Collected data

····················

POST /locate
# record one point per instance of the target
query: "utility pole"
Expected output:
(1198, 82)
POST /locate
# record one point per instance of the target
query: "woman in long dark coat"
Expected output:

····················

**Your task:** Every entry shown above should be transcribed without alteration.

**Answer box:**
POST /locate
# record one point per instance of the target
query: "utility pole"
Expected output:
(1198, 82)
POST /locate
# record one point per instance of the target
query: "woman in long dark coat"
Expected output:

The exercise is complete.